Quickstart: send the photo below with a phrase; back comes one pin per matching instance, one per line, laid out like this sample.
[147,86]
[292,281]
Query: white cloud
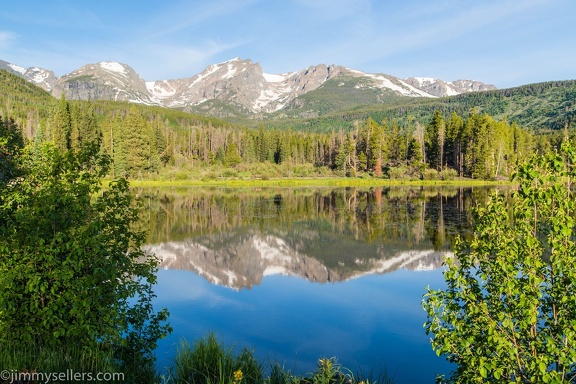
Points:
[7,39]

--------------------------------

## Try it
Return the listing verbatim; pictures are not part of the copy.

## Answer section
Quickstart: send the photo below with a phrase; back comes one pin per matching instance, one per line, laid out like this sample.
[147,86]
[292,281]
Query: white cloud
Points:
[7,39]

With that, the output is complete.